WORK REQUEST: Exactly the lines from the one with "Could you please pick out the construction" through the final line of the entries, and nothing else, should appear in the answer; no pictures go in it.

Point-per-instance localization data
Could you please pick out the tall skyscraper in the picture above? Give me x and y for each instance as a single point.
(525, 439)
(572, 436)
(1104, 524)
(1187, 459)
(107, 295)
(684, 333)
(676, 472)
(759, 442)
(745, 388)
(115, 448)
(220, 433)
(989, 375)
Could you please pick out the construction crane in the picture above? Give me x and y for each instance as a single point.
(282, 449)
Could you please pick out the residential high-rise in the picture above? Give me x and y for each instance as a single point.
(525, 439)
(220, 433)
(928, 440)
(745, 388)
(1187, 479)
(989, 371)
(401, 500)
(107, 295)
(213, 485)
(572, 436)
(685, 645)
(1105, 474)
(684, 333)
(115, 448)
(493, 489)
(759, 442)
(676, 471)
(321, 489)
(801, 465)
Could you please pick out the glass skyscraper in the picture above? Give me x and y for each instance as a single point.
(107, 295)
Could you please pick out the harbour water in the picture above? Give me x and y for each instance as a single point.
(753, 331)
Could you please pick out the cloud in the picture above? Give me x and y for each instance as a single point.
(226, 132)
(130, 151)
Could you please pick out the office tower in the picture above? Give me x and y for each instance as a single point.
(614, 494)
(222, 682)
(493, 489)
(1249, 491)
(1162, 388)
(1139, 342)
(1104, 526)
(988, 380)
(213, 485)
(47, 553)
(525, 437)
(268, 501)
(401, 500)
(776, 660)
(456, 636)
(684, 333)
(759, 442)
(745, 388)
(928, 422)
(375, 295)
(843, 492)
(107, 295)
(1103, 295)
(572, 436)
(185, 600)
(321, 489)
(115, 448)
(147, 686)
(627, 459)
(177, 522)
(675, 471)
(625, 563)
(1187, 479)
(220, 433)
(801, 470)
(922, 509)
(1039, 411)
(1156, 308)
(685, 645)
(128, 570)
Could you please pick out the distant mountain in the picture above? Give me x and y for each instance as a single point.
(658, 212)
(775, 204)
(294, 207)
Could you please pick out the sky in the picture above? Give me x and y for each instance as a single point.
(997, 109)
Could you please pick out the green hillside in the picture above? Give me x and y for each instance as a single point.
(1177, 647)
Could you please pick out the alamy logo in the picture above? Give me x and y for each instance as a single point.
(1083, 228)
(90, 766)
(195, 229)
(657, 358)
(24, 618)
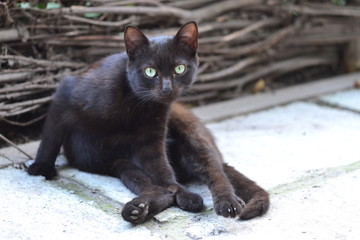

RESULT OF THIS TASK:
Could you please pick out the construction crane in the picture above? Give me x and y for each instance as a single point.
(282, 449)
Could you please pick out the residential high-rise in the picture above? Give me x and y for each instance as a single point.
(525, 439)
(220, 433)
(928, 440)
(745, 388)
(1187, 479)
(989, 371)
(401, 500)
(107, 295)
(213, 485)
(572, 436)
(685, 645)
(1105, 474)
(684, 333)
(115, 448)
(493, 489)
(759, 442)
(676, 471)
(321, 489)
(801, 465)
Could you please pick out the glass skyscraper in the picture above? Give me x and y for each instance as a single point.
(107, 295)
Could you please pick out the harbour water in the picture above? Give me x and y for each instance as a single point.
(753, 331)
Could you please pick out the cloud in the picture above? Give me x and y for each instance as a single point.
(226, 132)
(130, 151)
Could you please pick out the office tower in the picture above? Give me x and y for each instance as a single point.
(614, 494)
(222, 682)
(493, 489)
(1249, 491)
(1162, 388)
(1139, 342)
(1104, 526)
(988, 380)
(213, 485)
(47, 553)
(525, 437)
(268, 501)
(401, 500)
(776, 660)
(456, 636)
(684, 333)
(759, 442)
(745, 388)
(928, 422)
(375, 295)
(843, 492)
(107, 295)
(1103, 295)
(572, 436)
(185, 600)
(321, 489)
(115, 448)
(147, 686)
(627, 459)
(177, 522)
(675, 471)
(625, 563)
(1187, 479)
(220, 433)
(801, 470)
(922, 509)
(1039, 411)
(1156, 308)
(685, 645)
(128, 570)
Could you please pick out the distant mountain in the picture above? Give me x and y for each instance as a single point.
(658, 212)
(775, 204)
(294, 207)
Could you please pick out the sky in the picture above? Give me x and y for each instance as a single point.
(997, 109)
Could you please pick out the green hillside in the picture above? Give me x and y for each instance as a single point.
(1177, 647)
Could you please pick out the alamy logo in the picture above? Give me x and y for each instance as a single point.
(1083, 228)
(90, 766)
(195, 229)
(657, 358)
(24, 618)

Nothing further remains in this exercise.